━━━ EXCERPTED TEXT
I saw a commercial for a website called The Truth and just spent the last 30 minutes looking at it. It’s dedicated to telling the truth about tobacco use and tobacco companies.
There are video clips on the website that show people with feeding tubes, stomas, missing jaws, and other ailments related to tobacco diseases. It’s very difficult for me to watch, because it reminds me of my dad’s last few years.
He died when Katie was one year old. Since then, I have not minced words when it comes to discussing smoking with my kids. I started early, pointing out cigarettes to Katie and saying, “Ewww!” I told her that cigarettes are stinky and can cause cancer, and they are the reason her grandfather Steeley died. I started these same discussions with Jackson too. When my kids see someone with a cigarette, they are appropriately appalled and tell me, “Mommy, that lady is smoking!”
Back to today. Katie overheard some of the videos playing on The Truth and asked me if she could watch them with me. I screened them first to make sure there were no inappropriate words or gory photos, then had her sit beside me and watch them. I paused the videos when necessary to answer her questions. She was confused why the woman with a stomach tube couldn’t eat through her mouth, and what exactly IS that stuff she’s pouring into the tube? I told Katie about the woman getting cancer in her jaw and losing it, and how you can’t chew food if you don’t have a jaw. I explained Steeley’s feeding tube and how he wasn’t able to eat anymore before he died, because of the cancer blocking his throat.
With a look of horror on her face, Katie turned to me and emphatically said, “I am NOT going to smoke.” Despite the horrific look, it was the most beautiful thing I’ve ever heard her say. The best part? I didn’t even have to tell her NOT to smoke. She saw the results of it and decided on her own that it’s not a good thing.
I pray she sticks to that vow and, one day, she’ll be alive to see her grandchildren – something her grandfather missed.
━━━━━━
━━━ GIVEN DATA
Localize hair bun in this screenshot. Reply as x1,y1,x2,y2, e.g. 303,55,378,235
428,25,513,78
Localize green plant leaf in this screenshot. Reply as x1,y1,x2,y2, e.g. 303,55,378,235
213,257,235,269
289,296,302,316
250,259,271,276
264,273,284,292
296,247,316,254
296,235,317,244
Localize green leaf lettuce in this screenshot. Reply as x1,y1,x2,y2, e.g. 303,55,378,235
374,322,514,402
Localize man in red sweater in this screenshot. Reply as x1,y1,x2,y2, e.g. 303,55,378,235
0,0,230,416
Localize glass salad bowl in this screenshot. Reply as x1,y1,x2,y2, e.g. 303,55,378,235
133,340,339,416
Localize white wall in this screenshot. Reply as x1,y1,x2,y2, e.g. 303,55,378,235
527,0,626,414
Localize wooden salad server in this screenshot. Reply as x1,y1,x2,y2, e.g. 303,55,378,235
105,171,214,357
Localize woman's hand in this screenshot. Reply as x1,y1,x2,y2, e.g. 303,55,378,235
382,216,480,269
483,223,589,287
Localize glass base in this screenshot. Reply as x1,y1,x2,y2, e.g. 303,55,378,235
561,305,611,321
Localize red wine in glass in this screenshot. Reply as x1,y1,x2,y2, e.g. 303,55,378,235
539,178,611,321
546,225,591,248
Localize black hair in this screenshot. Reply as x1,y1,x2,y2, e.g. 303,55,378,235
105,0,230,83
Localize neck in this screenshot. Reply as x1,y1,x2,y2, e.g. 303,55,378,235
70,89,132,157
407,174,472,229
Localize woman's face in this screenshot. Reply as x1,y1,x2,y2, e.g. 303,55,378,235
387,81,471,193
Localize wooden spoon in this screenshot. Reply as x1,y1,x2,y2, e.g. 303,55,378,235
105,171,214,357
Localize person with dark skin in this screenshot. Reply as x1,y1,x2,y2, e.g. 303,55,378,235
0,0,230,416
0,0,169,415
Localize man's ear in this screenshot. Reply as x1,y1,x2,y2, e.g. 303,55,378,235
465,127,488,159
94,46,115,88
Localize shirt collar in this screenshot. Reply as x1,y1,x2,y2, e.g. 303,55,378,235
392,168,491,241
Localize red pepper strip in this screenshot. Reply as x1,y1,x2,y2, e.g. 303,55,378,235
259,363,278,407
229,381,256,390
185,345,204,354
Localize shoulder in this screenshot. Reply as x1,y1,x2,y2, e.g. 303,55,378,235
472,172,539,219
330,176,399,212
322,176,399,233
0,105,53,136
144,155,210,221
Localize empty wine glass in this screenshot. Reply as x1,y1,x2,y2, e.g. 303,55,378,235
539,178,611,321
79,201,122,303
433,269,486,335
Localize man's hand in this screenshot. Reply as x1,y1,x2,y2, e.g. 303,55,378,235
━━━━━━
━━━ GIVEN DATA
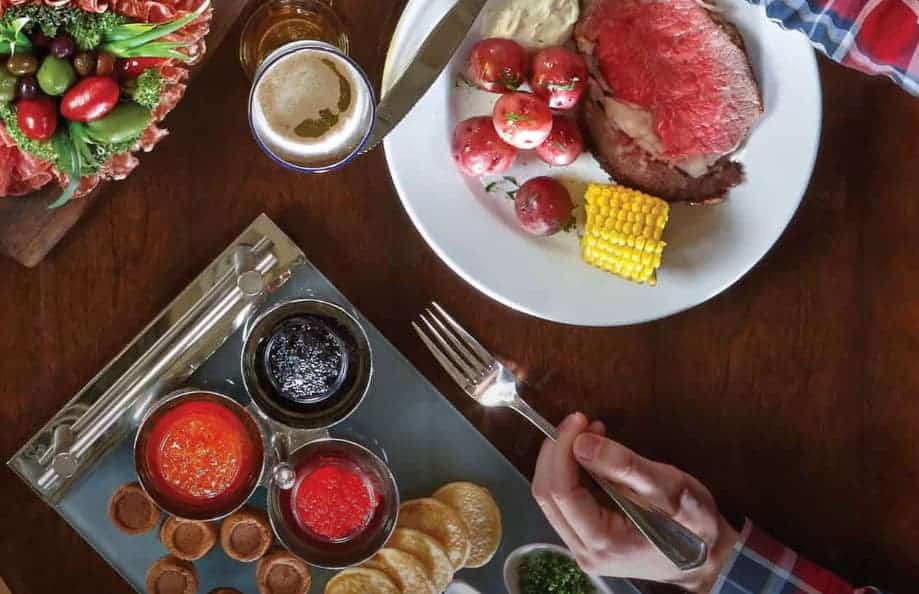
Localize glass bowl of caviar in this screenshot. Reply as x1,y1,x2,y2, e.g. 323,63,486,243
━━━━━━
# USING THE INFORMATION
A – List the ailments that the post about smoking says are shown in the website's video clips.
B – Rewrite the post about smoking from "With a look" up to and including "a good thing.", putting "wonderful" in place of "beautiful".
C – Answer these questions from the post about smoking.
(i) How long did the writer spend looking at The Truth website?
(ii) How old was Katie when her grandfather died?
(iii) What was blocking Steeley's throat before he died?

# ANSWERS TO THE PROBLEMS
A – feeding tubes, stomas, missing jaws

B –
With a look of horror on her face, Katie turned to me and emphatically said, “I am NOT going to smoke.” Despite the horrific look, it was the most wonderful thing I’ve ever heard her say. The best part? I didn’t even have to tell her NOT to smoke. She saw the results of it and decided on her own that it’s not a good thing.

C –
(i) The last 30 minutes.
(ii) One year old.
(iii) The cancer.